* **Instructions to follow**
Can you quote the lines below exactly, starting at the line with "of the log in" and going through the last one?

◇ ◇ ◇ ◇ ◇ ◇ ◇

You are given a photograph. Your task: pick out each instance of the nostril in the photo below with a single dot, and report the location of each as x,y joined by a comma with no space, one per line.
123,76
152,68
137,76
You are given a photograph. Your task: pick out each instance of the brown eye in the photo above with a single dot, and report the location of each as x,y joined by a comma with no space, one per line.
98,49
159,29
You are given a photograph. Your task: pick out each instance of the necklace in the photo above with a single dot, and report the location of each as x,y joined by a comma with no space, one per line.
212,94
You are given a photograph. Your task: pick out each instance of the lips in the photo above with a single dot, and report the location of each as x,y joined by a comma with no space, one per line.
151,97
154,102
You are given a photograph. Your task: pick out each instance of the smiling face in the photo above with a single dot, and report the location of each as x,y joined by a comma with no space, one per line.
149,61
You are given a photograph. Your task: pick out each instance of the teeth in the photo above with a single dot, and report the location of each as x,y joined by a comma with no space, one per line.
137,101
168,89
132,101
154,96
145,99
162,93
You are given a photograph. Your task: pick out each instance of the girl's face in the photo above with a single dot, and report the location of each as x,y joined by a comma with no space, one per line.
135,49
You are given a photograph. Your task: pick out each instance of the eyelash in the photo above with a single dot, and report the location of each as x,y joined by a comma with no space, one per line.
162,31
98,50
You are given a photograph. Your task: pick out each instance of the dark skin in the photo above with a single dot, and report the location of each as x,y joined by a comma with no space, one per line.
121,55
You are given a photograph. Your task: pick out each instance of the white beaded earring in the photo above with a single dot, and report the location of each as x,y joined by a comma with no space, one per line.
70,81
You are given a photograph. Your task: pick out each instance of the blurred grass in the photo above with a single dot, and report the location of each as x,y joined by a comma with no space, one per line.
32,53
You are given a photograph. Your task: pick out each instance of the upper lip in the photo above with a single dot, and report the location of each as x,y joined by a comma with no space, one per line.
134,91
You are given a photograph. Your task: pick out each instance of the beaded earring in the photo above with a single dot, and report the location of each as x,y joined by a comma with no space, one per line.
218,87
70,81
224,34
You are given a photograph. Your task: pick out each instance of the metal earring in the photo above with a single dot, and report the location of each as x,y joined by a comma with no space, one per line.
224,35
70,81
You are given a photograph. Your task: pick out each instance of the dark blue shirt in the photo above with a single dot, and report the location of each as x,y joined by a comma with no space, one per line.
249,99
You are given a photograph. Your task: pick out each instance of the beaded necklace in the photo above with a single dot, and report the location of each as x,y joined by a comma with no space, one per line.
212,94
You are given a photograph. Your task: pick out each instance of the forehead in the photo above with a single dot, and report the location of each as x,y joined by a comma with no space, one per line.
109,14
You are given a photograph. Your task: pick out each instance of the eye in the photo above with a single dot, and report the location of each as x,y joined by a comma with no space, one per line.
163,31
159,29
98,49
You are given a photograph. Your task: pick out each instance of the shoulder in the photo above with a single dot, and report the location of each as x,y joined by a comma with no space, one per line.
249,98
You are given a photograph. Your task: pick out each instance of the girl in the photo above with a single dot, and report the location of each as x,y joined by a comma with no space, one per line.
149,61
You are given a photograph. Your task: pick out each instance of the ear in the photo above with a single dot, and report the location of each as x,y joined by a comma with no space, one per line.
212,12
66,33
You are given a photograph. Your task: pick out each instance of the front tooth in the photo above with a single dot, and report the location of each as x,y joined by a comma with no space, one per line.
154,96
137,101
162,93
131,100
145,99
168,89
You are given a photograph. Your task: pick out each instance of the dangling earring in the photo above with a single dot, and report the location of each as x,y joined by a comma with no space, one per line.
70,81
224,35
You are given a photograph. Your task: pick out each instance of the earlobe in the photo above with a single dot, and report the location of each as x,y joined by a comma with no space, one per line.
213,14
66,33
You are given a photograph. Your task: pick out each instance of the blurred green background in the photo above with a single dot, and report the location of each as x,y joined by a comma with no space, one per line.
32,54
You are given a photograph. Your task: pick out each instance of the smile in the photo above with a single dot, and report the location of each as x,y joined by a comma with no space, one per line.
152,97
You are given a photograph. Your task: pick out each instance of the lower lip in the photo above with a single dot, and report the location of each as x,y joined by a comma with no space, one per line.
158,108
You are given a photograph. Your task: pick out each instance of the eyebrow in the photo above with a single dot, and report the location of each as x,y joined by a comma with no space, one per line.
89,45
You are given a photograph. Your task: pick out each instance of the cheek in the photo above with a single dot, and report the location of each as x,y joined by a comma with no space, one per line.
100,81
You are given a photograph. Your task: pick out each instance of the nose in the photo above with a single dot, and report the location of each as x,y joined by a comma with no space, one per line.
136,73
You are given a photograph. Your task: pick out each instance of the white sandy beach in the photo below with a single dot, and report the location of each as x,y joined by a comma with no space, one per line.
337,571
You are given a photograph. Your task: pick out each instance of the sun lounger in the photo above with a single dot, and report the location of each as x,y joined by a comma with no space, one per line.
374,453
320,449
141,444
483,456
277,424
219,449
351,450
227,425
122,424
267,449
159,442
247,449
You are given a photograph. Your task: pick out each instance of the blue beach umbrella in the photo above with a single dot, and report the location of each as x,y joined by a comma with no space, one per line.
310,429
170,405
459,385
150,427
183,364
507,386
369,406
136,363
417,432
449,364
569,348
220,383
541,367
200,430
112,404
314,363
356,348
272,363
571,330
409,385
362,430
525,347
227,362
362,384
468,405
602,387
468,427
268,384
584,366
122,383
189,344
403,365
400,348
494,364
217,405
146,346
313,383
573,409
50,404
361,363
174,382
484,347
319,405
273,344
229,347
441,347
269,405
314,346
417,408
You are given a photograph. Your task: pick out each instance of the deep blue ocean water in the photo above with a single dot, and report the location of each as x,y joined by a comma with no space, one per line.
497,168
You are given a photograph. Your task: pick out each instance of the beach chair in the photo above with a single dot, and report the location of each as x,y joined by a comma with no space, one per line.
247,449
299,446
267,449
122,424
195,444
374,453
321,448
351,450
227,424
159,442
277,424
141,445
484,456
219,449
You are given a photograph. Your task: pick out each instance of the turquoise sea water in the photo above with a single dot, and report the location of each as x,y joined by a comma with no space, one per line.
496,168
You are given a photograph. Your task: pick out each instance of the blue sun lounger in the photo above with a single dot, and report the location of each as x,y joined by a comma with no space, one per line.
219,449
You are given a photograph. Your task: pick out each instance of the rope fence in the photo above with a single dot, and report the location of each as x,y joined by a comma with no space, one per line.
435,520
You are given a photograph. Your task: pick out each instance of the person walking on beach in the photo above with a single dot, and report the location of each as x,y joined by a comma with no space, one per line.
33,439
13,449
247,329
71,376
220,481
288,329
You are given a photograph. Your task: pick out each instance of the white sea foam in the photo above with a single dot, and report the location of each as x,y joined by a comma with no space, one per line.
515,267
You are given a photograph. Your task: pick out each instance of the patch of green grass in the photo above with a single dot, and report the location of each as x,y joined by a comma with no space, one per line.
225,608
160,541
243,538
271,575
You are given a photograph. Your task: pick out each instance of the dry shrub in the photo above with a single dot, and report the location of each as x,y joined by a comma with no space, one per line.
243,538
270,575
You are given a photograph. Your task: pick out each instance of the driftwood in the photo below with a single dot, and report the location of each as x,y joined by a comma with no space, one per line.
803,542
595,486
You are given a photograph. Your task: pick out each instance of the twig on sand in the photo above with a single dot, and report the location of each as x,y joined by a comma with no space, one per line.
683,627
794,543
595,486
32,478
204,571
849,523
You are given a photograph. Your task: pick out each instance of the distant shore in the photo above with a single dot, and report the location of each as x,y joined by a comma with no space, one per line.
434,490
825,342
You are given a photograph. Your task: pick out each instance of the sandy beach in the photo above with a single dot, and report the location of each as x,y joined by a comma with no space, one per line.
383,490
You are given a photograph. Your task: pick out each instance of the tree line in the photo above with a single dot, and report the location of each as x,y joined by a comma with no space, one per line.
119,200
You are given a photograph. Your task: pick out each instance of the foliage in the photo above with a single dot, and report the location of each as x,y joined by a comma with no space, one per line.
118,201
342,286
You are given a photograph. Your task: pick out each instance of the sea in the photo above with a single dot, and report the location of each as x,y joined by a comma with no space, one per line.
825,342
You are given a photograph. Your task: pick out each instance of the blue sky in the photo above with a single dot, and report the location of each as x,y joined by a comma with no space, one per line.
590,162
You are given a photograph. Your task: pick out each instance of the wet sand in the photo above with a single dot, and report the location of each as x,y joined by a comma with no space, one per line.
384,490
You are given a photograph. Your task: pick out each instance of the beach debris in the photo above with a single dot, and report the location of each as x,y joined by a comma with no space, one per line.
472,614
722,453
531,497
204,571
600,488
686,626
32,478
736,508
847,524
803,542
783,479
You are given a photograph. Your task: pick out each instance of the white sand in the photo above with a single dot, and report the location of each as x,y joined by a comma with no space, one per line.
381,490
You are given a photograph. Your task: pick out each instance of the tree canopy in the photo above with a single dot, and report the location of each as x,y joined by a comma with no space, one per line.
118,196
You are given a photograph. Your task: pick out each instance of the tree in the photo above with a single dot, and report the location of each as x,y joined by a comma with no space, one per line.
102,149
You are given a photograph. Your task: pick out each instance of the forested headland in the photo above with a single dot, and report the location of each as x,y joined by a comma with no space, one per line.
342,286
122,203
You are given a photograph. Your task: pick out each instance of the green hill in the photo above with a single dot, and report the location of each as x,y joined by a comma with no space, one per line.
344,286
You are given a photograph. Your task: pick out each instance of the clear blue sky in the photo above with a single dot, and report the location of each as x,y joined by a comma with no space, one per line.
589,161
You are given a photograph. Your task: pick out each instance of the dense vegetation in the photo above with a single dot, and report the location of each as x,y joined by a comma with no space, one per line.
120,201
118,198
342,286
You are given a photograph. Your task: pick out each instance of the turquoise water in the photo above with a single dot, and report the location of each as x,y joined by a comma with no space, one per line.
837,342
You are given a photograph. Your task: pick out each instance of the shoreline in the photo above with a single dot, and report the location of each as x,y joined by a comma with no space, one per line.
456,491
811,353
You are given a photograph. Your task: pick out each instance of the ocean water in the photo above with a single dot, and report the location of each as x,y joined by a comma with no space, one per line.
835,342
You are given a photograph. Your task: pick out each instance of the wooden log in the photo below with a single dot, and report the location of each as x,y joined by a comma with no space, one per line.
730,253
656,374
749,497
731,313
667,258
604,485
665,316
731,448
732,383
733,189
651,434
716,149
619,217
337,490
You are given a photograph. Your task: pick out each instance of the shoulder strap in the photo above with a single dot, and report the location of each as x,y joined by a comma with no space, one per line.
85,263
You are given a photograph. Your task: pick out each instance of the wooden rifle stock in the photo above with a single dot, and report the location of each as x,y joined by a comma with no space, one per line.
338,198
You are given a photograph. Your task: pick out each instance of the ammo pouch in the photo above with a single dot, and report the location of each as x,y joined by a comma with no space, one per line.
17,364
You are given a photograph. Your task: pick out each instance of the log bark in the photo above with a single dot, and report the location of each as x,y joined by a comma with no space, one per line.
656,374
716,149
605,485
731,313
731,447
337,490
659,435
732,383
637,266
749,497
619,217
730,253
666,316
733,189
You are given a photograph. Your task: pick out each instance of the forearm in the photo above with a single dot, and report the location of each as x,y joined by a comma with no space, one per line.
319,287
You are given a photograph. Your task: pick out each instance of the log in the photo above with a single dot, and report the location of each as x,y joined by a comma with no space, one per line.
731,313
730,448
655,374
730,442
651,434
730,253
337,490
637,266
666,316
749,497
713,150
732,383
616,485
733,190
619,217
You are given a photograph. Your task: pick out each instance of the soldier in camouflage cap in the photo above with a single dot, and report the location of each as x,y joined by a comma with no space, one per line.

◇ ◇ ◇ ◇ ◇ ◇ ◇

* **Expected output**
You are given a photograph. Your task: pick out each instance of the log in the photo above with a single dot, and report the location of each as x,y joined by a comma with no space, one per line.
731,313
730,448
655,374
730,442
651,434
730,253
337,490
637,266
666,316
749,497
713,150
732,383
616,485
733,190
619,217
You are given a photograph. Your task: pick out each instance of the soldier in camouflage cap in the photo above with a single dot, and report the location of each as x,y joined by a comma with no space, one per line.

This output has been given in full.